What to work on:
1) Answer these from the mailing-list thread on the vb2 DMA allocators below:
(a) According to Alexandre Courbot, how much of the SG table does the driver actually access?
(b) What reason does Stanimir Varbanov give for having started with the sg allocator?
(c) Per the quoted documentation comment, what does the DMA-mapping subsystem do if the DMA max segment size is not set larger than the buffer size?
2) Pick up the mailing-list thread on the vb2 DMA allocators below and continue it from where it stops.

═══ Source ═══

On Wed, Dec 16, 2020 at 4:21 AM Nicolas Dufresne <nicolas@ndufresne.ca> wrote:
>
> Le mardi 15 décembre 2020 à 15:54 +0200, Stanimir Varbanov a écrit :
> > Hi Tomasz,
> >
> > On 12/15/20 1:47 PM, Tomasz Figa wrote:
> > > On Tue, Dec 15, 2020 at 8:16 PM Stanimir Varbanov
> > > <stanimir.varbanov@linaro.org> wrote:
> > > >
> > > > Hi,
> > > >
> > > > Cc: Robin
> > > >
> > > > On 12/14/20 2:57 PM, Alexandre Courbot wrote:
> > > > > This driver uses the SG vb2 ops, but effectively only ever accesses the
> > > > > first entry of the SG table, indicating that it expects a flat layout.
> > > > > Switch it to use the contiguous ops to make sure this expected invariant
> > > >
> > > > Under what circumstances the sg table will has nents > 1? I came down to
> > > > [1] but not sure I got it right.
> > > >
> > > > I'm afraid that for systems with low amount of system memory and when
> > > > the memory become fragmented, the driver will not work. That's why I
> > > > started with sg allocator.
> > >
> > > It is exactly the opposite. The vb2-dma-contig allocator is "contig"
> > > in terms of the DMA (aka IOVA) address space. In other words, it
> > > guarantees that having one DMA address and length fully describes the
> >
> > Ahh, I missed that part. Looks like I misunderstood videobu2 contig
> > allocator.
>
> I'm learning everyday too, but I'm surprised I don't see a call to
> vb2_dma_contig_set_max_seg_size() in this driver (I could also just have missed
> a patch when overlooking this thread) ?
>
> The reason I'm asking, doc says it should be called by driver supporting IOMMU,
> which seems to be the case for such drivers (MFC, exynos4-is, exynos-gsc, mtk-
> mdp, s5p-g2d, hantro, rkvdec, zoran, ti-vpe, ..). I posting it, worst case it's
> all covered and we are good, otherwise perhaps a downstream patch didn't make it
> ?
>
> /**
>  * vb2_dma_contig_set_max_seg_size() - configure DMA max segment size
>  * @dev:        device for configuring DMA parameters
>  * @size:       size of DMA max segment size to set
>  *
>  * To allow mapping the scatter-list into a single chunk in the DMA
>  * address space, the device is required to have the DMA max segment
>  * size parameter set to a value larger than the buffer size. Otherwise,
>  * the DMA-mapping subsystem will split the mapping into max segment
>  * size chunks. This function sets the DMA max segment size
>  * parameter to let DMA-mapping map a buffer as a single chunk in DMA
>  * address space.

═══ Dataset content ═══

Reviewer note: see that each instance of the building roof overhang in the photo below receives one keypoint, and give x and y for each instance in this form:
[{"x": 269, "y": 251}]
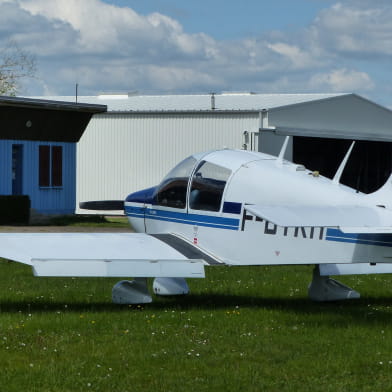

═══

Results by task:
1)
(a) Only the first entry of the SG table.
(b) He feared that on systems with a low amount of system memory, once memory became fragmented, the driver would not work.
(c) It splits the mapping into max segment size chunks.

2)
>  * This code assumes that the DMA-mapping subsystem will merge all
>  * scatterlist segments if this is really possible (for example when
>  * an IOMMU is available and enabled).
>  * Ideally, this parameter should be set by the generic bus code, but it
>  * is left with the default 64KiB value due to historical litmiations in
>  * other subsystems (like limited USB host drivers) and there no good
>  * place to set it to the proper value.
>  * This function should be called from the drivers, which are known to
>  * operate on platforms with IOMMU and provide access to shared buffers
>  * (either USERPTR or DMABUF). This should be done before initializing
>  * videobuf2 queue.
>  */

It does call dma_set_max_seg_size() directly:
https://elixir.bootlin.com/linux/latest/source/drivers/media/platform/qcom/venus/core.c#L230

Actually, why do we even need a vb2 helper for this?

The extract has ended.